#### [The task]
Copy all lines holding the word "distant" from the entries.

--- Exercise material Enclosed Below ---

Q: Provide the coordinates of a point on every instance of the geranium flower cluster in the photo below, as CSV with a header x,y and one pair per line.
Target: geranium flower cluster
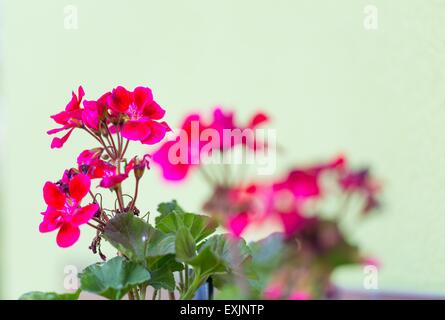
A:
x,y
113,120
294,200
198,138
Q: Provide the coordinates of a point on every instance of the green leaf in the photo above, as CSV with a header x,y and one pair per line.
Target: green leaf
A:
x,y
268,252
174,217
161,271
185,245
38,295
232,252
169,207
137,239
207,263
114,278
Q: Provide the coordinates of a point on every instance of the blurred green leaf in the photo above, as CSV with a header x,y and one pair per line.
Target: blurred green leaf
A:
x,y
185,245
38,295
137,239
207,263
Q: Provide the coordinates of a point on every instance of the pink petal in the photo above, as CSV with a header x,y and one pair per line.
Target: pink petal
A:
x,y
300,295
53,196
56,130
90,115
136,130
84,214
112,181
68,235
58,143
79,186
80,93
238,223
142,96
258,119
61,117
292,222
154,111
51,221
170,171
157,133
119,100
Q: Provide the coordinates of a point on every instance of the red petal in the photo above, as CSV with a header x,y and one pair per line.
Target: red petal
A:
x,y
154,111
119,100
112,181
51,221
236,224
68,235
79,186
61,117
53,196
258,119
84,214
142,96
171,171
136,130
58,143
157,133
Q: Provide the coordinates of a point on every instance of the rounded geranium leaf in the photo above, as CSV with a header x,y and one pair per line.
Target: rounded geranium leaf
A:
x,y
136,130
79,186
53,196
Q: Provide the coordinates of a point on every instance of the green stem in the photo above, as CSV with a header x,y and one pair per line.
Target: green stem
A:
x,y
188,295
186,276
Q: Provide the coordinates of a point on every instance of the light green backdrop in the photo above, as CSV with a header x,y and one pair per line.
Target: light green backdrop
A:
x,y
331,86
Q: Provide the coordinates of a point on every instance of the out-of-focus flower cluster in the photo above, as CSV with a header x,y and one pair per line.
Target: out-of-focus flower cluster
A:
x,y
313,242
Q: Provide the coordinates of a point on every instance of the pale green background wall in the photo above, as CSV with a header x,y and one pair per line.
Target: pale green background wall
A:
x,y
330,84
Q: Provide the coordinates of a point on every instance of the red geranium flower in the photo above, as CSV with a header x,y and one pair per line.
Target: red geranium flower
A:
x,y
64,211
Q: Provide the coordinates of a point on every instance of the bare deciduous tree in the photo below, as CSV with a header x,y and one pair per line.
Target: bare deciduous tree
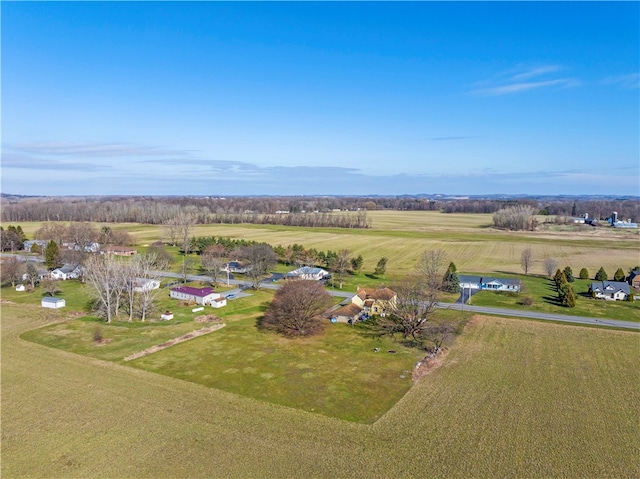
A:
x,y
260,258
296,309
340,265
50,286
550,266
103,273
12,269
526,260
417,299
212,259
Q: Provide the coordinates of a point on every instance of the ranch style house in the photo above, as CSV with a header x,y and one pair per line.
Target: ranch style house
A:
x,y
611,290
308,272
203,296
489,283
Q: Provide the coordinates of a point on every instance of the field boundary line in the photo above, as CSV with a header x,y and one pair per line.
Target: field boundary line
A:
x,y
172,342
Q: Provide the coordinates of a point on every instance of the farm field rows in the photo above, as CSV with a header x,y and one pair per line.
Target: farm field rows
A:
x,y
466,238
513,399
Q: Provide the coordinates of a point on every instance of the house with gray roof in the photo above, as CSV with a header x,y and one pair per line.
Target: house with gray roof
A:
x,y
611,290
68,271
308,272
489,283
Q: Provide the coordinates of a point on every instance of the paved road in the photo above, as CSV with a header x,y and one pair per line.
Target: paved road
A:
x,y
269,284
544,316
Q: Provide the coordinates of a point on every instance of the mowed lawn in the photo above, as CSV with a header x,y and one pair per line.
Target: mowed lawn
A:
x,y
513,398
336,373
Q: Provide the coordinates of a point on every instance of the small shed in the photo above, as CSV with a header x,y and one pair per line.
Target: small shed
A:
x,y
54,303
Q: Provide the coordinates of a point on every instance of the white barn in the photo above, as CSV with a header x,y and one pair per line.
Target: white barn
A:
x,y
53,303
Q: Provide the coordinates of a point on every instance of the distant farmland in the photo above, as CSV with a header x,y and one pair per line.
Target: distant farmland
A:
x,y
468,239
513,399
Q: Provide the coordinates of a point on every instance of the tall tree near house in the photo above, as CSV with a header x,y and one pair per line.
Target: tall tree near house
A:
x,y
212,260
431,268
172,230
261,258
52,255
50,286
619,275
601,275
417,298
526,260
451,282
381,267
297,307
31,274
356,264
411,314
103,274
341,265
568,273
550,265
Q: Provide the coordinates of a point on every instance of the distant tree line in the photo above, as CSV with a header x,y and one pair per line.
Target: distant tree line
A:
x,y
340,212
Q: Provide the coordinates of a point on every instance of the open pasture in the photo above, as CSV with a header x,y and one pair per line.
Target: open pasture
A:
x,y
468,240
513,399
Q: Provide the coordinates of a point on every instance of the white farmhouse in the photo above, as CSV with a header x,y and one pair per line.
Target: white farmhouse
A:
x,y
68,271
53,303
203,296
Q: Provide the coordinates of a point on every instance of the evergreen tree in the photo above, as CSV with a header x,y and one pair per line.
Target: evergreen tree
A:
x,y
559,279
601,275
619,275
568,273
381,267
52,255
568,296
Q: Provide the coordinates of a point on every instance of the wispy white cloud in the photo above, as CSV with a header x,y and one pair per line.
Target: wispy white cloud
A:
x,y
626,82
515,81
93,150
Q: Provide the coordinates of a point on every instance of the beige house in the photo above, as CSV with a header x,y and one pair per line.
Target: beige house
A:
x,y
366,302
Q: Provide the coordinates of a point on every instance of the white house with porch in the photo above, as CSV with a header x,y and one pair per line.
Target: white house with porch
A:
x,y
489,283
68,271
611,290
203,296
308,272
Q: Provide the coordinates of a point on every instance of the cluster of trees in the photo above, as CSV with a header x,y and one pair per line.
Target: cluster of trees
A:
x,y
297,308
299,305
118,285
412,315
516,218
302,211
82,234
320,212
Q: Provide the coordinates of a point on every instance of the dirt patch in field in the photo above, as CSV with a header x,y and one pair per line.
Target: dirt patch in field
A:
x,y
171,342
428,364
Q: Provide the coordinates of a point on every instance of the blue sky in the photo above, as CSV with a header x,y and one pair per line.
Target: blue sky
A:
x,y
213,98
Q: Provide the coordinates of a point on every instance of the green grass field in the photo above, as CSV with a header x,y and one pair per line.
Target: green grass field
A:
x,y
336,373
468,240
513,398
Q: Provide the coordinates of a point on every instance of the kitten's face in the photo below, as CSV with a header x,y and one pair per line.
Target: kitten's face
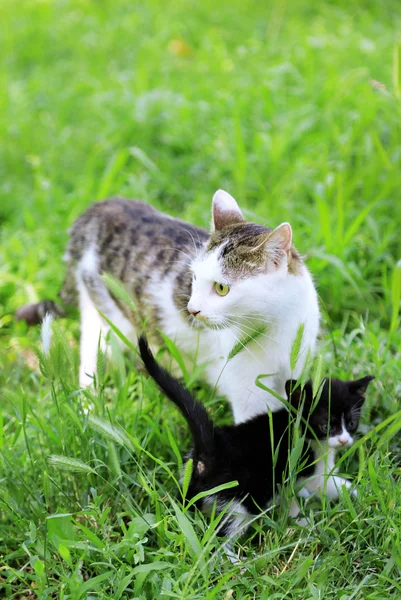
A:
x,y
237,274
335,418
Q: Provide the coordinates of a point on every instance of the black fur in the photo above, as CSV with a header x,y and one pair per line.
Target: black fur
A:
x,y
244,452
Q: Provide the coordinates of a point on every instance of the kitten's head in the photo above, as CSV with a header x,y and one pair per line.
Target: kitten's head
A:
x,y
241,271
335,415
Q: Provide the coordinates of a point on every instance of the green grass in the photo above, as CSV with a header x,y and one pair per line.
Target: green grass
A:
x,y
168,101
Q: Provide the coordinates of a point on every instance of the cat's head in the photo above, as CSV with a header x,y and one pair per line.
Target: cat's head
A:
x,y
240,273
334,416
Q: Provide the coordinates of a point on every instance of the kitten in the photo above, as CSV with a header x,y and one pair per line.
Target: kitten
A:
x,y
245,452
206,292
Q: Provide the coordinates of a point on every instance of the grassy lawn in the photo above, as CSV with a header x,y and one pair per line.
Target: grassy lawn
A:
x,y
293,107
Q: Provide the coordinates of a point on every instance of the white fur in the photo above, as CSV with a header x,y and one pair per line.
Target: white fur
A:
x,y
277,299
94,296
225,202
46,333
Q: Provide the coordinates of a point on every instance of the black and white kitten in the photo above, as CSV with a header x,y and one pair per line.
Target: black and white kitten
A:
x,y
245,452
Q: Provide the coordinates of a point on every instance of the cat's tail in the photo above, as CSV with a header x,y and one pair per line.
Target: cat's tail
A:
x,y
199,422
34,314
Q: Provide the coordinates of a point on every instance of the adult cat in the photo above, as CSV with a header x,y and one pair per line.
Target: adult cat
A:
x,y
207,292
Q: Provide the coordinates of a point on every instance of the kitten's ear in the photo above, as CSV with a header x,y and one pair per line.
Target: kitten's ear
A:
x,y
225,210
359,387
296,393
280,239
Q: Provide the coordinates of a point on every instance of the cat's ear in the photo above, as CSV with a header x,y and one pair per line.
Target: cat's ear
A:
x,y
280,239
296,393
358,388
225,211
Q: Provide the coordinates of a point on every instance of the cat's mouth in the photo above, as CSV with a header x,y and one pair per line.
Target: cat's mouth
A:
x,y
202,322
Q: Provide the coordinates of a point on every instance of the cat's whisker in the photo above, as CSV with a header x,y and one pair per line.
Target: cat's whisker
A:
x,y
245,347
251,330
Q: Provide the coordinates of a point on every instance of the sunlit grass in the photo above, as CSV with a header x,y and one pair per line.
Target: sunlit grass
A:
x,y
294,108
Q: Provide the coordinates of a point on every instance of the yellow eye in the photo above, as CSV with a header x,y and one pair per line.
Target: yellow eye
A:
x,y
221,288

--- End of Enclosed Exercise material ---

#### [Exercise output]
Q: Provide the coordinates of a point on every instance of the distant farmland in the photo above, as CSV with a header x,y and one pair per line.
Target: distant farmland
Q: Provide the coordinates of a point on every instance of the distant tree line in the photo above, as CSV with a header x,y and one pair per line.
Target: distant tree line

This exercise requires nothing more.